• _Given text_
**********
Before his death in 1990, Dr. Stroud established a philanthropic legacy for the Stroud Center. Dr. Stroud, along with Dr. Sidney Katz, developed scientific methods to demonstrate the benefits of health care for the quality of life of elders. Their approa ches converged with the program of Dr. Barry Gurland, who joined them in planning for a center to foster continuing advances in this field.
In addition to the name change, a professorship in the Stroud Center has been established to recognize the role Dr. Katz, professor emeritus of geriatric medicine, played in founding the Stroud Program and his outstanding contributions to geriatrics and gerontology. The first incumbent of the Sidney Katz Professorship is Dr. Gurland, director of the Stroud Center.
**********
• _Data provided_
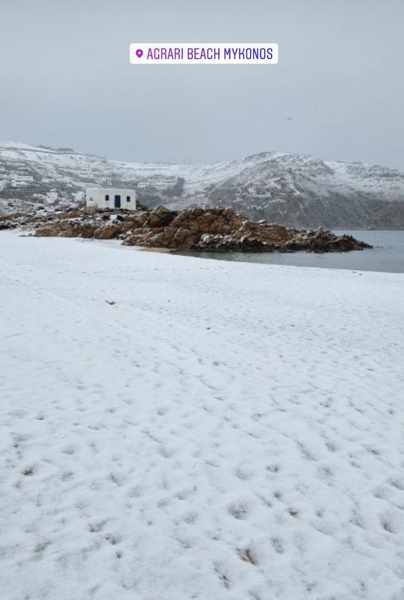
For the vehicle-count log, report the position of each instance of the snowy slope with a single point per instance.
(180, 429)
(289, 188)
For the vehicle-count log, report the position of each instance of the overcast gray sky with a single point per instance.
(337, 92)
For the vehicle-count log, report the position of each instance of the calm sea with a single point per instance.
(387, 254)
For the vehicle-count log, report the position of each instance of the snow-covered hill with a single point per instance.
(290, 188)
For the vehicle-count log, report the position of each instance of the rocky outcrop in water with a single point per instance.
(199, 229)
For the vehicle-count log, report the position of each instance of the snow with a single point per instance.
(297, 175)
(175, 428)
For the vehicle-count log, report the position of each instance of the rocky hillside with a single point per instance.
(204, 229)
(291, 189)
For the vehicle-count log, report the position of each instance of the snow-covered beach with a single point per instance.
(175, 428)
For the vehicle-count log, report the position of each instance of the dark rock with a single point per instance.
(190, 229)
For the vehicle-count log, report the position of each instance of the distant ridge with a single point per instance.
(293, 189)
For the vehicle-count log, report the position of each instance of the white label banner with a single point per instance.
(203, 53)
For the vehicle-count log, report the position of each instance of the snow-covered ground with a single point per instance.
(177, 429)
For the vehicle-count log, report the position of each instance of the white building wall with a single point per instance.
(105, 198)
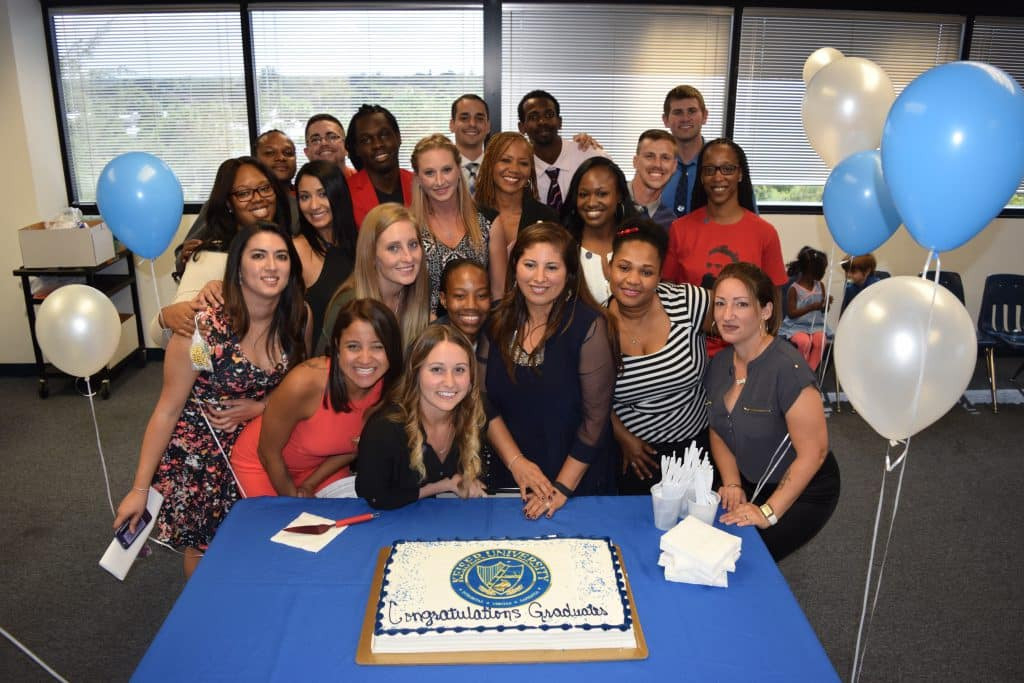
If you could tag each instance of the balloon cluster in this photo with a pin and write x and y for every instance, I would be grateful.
(951, 156)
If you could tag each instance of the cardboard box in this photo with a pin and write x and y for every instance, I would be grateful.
(50, 249)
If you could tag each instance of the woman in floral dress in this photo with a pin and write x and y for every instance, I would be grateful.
(213, 384)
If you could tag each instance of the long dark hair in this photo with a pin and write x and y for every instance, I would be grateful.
(385, 326)
(510, 315)
(570, 214)
(220, 219)
(744, 193)
(289, 323)
(343, 230)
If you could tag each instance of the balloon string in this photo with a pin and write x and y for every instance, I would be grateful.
(102, 461)
(862, 632)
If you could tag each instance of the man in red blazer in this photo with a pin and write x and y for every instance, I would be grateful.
(373, 143)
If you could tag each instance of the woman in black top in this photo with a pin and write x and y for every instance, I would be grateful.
(428, 440)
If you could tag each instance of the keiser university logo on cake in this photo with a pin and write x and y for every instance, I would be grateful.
(501, 578)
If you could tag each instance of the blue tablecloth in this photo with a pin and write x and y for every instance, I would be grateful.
(259, 610)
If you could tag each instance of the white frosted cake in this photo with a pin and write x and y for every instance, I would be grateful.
(516, 594)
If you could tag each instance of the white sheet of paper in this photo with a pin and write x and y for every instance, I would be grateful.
(118, 560)
(312, 543)
(340, 488)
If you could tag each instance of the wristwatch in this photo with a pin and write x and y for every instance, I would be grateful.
(769, 514)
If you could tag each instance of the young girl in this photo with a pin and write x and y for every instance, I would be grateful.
(805, 305)
(465, 296)
(428, 441)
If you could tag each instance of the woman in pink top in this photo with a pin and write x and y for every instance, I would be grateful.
(307, 435)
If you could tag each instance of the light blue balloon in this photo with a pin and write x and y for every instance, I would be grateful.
(857, 204)
(952, 151)
(140, 200)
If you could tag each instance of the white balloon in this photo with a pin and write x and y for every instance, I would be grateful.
(845, 108)
(883, 340)
(78, 329)
(819, 57)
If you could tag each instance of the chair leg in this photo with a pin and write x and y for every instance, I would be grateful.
(990, 361)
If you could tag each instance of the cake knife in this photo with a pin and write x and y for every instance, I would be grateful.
(321, 528)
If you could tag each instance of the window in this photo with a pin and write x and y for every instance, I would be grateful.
(414, 61)
(998, 41)
(610, 66)
(775, 44)
(171, 83)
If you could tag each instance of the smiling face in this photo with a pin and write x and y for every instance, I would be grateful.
(738, 315)
(278, 153)
(326, 141)
(398, 254)
(444, 379)
(636, 269)
(265, 265)
(540, 122)
(513, 167)
(541, 274)
(655, 162)
(361, 357)
(467, 298)
(313, 203)
(377, 143)
(722, 183)
(685, 119)
(470, 124)
(438, 174)
(597, 198)
(258, 200)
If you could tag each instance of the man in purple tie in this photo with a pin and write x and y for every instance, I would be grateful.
(556, 160)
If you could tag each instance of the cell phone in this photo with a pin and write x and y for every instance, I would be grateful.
(125, 537)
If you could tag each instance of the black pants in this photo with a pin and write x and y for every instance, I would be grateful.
(808, 514)
(631, 484)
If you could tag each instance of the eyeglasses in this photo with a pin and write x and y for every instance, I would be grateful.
(330, 137)
(245, 195)
(725, 169)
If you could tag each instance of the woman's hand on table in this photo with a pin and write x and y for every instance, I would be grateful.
(745, 514)
(732, 496)
(528, 475)
(637, 455)
(227, 415)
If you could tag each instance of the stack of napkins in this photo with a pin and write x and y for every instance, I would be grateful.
(693, 552)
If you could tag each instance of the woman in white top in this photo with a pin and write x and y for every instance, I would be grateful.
(598, 200)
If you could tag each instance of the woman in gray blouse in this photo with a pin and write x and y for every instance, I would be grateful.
(768, 434)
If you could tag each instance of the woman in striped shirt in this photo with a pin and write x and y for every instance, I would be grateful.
(658, 403)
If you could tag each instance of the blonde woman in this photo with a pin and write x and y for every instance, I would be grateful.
(388, 268)
(450, 224)
(428, 441)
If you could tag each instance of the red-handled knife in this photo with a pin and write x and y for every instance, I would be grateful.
(320, 528)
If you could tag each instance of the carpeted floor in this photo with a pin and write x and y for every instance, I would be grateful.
(949, 607)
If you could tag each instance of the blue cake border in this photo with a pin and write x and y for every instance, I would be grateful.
(616, 565)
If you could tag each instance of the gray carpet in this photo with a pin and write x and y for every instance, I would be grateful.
(949, 608)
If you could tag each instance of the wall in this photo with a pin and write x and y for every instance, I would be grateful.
(33, 189)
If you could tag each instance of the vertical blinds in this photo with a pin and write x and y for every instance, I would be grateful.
(998, 41)
(775, 44)
(413, 60)
(610, 66)
(166, 82)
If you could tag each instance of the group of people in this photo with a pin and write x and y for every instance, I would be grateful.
(468, 328)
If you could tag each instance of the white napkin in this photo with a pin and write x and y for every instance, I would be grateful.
(341, 488)
(309, 542)
(697, 553)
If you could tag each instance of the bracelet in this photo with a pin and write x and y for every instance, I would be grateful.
(562, 488)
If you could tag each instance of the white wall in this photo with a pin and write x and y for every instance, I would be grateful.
(33, 187)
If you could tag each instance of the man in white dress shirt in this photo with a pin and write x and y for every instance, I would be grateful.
(470, 124)
(556, 160)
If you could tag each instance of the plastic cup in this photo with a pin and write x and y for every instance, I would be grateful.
(666, 509)
(705, 513)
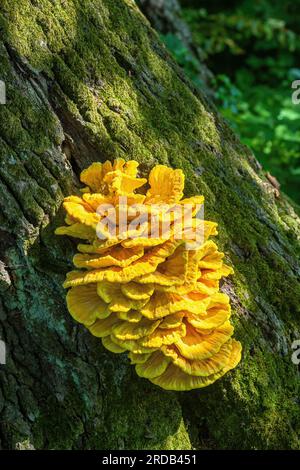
**********
• _Tasks to complete_
[a] Translate this sentence from the Stroud Center text into Spanish: "The first incumbent of the Sidney Katz Professorship is Dr. Gurland, director of the Stroud Center."
[b] According to the Stroud Center text, in what year did Dr. Stroud die?

• _Per-task answers_
[a] El primer titular de la Cátedra Sidney Katz es el Dr. Gurland, director del Centro Stroud.

[b] 1990